Selected text:
----------------------------------------

Saving Sylvia: A non-dual reading, collapsing and reconstruction of Sylvia Plath’s poem ‘Ariel’.

Saving Sylvia: A non-dual reading, collapsing and reconstruction of Sylvia Plath’s poem ‘Ariel’.

Mining the depths of cobwebbed shelves in a second-hand bookshop, hunting—as ever—for 
lesser known poets that might offer me a gateway to Being, I come upon an anthology of Sylvia
Plath’s poetry. I almost pass straight by.

After all, she’s not known as a ‘sacred poet’. She’s also become something of cliché: a tortured
young writer who took her own life. (She left bread and milk in the rooms of her two infant children
and sealed around their doors to keep them safe from the gas. She then made a pillow in the oven
and laid her head upon it.) Do I really want to enter her pained world?

But today, I do open the book and my eye falls upon the poem ‘Ariel’. It was written three months
before her death, on her birthday, in 1962. I hesitate. And then I read.

Stasis in darkness.

The poem begins in stillness; end-stopped to slow us down and emphasise the internal rhyme and
slant rhyme.

----------------------------------------

Provided records:
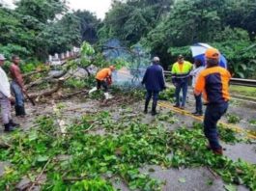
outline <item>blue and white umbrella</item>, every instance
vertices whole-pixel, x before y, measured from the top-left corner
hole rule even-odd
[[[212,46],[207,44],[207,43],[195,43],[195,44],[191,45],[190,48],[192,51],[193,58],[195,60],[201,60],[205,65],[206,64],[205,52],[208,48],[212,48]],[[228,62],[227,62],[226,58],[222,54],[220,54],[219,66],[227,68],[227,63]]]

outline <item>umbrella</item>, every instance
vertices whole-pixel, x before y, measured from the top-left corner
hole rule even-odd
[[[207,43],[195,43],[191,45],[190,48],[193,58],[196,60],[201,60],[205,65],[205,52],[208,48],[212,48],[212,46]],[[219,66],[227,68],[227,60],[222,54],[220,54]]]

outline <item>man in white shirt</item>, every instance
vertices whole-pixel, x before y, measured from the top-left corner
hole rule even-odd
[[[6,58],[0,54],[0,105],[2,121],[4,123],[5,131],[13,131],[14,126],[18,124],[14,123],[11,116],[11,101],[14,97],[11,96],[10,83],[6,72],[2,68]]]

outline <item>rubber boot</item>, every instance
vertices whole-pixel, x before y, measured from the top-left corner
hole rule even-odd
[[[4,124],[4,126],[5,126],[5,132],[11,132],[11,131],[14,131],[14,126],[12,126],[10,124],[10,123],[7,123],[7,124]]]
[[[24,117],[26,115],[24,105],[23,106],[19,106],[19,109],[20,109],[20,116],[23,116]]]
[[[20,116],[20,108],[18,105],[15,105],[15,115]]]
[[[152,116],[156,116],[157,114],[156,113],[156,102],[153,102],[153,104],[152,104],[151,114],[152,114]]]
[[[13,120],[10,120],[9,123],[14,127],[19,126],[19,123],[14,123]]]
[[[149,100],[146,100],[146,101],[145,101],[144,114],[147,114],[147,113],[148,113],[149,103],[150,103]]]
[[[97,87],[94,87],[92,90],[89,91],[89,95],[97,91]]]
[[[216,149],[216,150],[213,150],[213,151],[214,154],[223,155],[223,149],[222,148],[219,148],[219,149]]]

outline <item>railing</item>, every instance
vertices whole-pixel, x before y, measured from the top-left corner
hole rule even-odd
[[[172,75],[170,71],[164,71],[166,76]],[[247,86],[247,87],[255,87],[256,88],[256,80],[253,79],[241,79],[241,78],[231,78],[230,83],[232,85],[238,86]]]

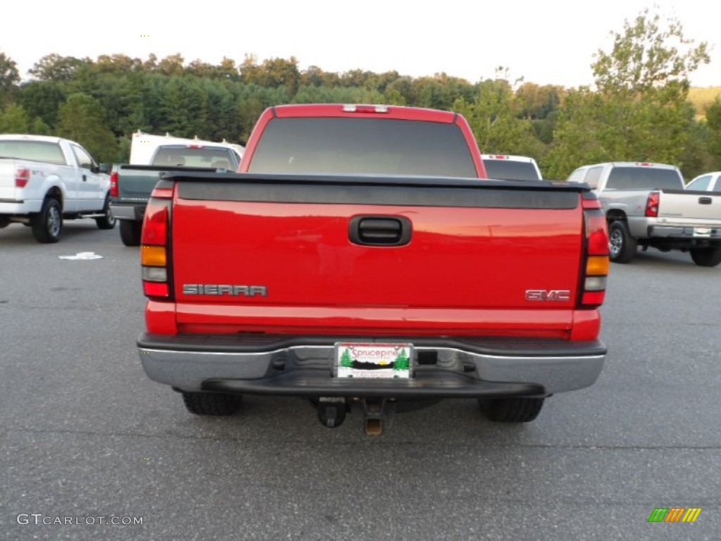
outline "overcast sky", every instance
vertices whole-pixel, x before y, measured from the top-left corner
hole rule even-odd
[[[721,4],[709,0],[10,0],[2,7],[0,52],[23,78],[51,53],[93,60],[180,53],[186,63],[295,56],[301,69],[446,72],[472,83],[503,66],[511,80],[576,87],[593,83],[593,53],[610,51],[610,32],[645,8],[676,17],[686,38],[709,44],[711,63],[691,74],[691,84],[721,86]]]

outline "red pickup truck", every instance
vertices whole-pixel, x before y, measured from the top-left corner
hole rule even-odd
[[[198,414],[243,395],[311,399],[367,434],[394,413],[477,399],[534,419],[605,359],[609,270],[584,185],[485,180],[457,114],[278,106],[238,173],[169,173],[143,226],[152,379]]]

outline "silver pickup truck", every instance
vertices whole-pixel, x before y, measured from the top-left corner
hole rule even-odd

----------------------------------------

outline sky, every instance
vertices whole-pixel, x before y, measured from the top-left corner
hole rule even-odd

----------------------------------------

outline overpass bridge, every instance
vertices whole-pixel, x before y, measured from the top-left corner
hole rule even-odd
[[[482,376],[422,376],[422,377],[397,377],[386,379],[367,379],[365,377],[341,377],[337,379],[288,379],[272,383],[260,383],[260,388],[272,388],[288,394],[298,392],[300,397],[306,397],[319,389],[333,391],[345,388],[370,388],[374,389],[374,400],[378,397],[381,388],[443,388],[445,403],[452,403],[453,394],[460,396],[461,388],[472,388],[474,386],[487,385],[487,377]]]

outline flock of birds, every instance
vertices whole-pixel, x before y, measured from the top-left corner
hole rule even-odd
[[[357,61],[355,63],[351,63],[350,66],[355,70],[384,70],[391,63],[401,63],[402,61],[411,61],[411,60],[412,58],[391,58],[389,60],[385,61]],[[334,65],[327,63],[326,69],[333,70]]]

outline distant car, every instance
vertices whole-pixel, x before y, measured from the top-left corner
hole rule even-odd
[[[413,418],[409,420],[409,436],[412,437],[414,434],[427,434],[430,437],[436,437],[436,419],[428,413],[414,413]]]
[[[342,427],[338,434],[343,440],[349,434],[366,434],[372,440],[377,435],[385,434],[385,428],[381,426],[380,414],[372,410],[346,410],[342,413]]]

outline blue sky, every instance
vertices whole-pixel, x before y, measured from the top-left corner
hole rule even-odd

----------------------------------------

Aim of the task:
Answer these questions about the essay on Sylvia Plath's poem "Ariel":
1. Where does the writer come upon the Plath anthology?
2. When was "Ariel" written?
3. What line of the poem does the essay quote?

Response:
1. In a second-hand bookshop.
2. Three months before Plath's death, on her birthday, in 1962.
3. "Stasis in darkness."